▶ [Exercise]: Please edit the data from its first line up to and including the line with "<point>455,58</point>" by replacing "sky" with "horizon" and keeping everything else the same. Return only those lines.

▶ [Listed entries]:
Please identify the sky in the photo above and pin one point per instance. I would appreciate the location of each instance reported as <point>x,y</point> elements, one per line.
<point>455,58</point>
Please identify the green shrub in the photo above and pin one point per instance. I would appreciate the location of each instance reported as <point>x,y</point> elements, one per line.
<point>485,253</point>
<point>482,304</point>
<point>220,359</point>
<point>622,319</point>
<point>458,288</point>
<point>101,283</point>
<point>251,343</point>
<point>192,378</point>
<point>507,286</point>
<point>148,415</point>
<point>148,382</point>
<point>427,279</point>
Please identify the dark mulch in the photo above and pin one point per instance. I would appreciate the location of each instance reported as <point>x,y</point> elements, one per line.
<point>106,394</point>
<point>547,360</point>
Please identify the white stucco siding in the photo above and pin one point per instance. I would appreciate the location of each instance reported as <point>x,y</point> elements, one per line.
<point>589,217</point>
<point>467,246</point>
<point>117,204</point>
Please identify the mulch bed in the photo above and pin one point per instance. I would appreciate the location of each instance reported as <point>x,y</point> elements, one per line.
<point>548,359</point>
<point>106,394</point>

▶ [Response to this exercise]:
Please identify the horizon in the photo above and pin one point per instance. I would appreciate the location of each instance reported as <point>x,y</point> elements, one per line.
<point>455,58</point>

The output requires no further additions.